Aim
Present every item below as a numbered list, skipping blank lines and leaving out the pictures.

## BEGIN The records

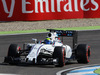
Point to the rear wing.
(67, 33)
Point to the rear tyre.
(83, 53)
(59, 54)
(13, 50)
(13, 54)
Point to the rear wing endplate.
(67, 33)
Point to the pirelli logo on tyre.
(48, 9)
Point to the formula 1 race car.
(49, 51)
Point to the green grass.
(44, 30)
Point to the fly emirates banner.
(30, 10)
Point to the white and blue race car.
(49, 51)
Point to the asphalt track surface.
(92, 38)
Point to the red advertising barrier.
(30, 10)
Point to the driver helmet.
(48, 41)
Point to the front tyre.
(83, 53)
(59, 54)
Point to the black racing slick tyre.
(13, 54)
(13, 50)
(83, 53)
(59, 54)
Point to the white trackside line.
(80, 73)
(59, 73)
(87, 68)
(8, 74)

## END The records

Response to this task
1. Point to the rear wing.
2. (67, 33)
3. Point to the rear tyre.
4. (83, 53)
5. (59, 54)
6. (13, 50)
7. (13, 54)
8. Point to the rear wing endplate.
9. (67, 33)
10. Point to the pirelli logo on tyre.
11. (48, 9)
12. Point to the formula 1 race car.
13. (49, 51)
14. Point to the green grass.
15. (44, 30)
16. Point to the fly emirates banner.
17. (30, 10)
18. Point to the white and blue race car.
19. (49, 51)
20. Point to the asphalt track surface.
21. (92, 38)
22. Point to the red advertising barrier.
23. (30, 10)
24. Point to the driver helmet.
25. (48, 41)
26. Point to the front tyre.
27. (83, 53)
28. (59, 54)
29. Point to the black racing slick tyre.
30. (13, 54)
31. (13, 50)
32. (83, 53)
33. (59, 54)
34. Point to the white trackside line.
35. (80, 73)
36. (59, 73)
37. (87, 68)
38. (8, 74)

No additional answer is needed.